Dataset items:
◆ ◆ ◆

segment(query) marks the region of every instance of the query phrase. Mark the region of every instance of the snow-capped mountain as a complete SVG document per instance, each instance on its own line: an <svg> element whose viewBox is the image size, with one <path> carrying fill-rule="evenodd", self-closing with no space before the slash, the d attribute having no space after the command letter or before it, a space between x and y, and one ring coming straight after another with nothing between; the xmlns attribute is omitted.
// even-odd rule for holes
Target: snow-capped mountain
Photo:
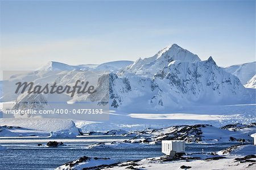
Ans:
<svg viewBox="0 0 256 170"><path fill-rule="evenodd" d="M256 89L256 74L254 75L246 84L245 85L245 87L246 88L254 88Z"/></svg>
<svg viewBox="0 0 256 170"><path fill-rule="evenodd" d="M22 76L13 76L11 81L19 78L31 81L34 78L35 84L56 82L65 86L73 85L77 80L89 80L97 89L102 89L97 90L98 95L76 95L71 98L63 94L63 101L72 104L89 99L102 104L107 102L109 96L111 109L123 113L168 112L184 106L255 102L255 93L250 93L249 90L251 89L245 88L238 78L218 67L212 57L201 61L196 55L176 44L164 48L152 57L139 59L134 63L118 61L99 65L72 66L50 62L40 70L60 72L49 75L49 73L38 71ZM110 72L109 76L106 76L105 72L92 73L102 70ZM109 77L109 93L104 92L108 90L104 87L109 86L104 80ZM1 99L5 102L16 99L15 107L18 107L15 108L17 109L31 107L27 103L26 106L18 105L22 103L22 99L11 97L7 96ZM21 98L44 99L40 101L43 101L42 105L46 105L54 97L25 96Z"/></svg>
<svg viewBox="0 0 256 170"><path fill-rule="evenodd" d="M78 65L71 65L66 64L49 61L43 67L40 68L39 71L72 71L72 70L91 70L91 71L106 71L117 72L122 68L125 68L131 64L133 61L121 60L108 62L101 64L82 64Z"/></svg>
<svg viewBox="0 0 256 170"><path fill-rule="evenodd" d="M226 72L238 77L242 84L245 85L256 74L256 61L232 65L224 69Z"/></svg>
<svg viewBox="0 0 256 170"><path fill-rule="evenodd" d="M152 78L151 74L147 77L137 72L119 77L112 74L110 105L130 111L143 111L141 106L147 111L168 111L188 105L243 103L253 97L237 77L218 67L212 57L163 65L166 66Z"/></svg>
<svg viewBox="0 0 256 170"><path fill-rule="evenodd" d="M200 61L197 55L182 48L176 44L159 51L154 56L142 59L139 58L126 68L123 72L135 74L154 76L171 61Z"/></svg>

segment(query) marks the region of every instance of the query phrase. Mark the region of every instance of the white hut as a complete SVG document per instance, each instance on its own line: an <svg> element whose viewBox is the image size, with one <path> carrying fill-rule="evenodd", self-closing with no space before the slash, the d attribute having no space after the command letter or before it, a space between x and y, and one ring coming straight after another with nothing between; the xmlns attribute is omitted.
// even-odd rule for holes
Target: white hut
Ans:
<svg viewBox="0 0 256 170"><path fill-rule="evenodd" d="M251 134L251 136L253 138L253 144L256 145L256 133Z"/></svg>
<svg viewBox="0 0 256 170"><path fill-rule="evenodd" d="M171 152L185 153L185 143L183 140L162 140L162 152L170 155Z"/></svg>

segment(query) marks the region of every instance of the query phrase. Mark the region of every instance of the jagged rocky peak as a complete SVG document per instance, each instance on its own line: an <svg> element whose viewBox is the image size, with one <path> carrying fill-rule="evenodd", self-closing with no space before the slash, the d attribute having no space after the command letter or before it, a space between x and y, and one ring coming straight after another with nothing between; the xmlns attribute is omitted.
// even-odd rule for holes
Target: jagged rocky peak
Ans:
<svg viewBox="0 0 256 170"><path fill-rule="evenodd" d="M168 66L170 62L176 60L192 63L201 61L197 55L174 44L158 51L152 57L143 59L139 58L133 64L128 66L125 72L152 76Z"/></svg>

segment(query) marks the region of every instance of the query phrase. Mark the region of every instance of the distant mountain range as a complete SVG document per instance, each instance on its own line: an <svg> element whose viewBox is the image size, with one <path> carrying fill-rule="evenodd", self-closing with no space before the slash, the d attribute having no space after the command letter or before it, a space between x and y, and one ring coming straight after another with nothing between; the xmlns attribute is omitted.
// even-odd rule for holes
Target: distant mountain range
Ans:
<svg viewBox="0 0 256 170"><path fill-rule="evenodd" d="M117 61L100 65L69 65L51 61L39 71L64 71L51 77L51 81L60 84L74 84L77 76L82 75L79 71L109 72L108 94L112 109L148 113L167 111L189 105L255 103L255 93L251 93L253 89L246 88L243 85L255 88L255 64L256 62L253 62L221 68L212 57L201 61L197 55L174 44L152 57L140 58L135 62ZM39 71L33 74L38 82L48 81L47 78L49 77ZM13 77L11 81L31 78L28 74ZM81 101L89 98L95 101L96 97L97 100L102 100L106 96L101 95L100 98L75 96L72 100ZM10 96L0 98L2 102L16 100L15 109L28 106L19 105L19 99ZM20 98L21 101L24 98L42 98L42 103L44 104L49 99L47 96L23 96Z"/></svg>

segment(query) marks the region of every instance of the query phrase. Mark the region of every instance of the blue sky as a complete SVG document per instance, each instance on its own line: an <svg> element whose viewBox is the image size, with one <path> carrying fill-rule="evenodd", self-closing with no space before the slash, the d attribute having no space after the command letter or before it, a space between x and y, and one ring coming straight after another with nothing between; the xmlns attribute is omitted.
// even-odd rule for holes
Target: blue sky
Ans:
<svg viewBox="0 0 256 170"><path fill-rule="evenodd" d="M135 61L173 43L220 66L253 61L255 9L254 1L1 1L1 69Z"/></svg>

◆ ◆ ◆

TO DO - Count the lines in the records above that contain the string "white", treating uppercase and lowercase as different. Give only the number.

THE RESPONSE - 2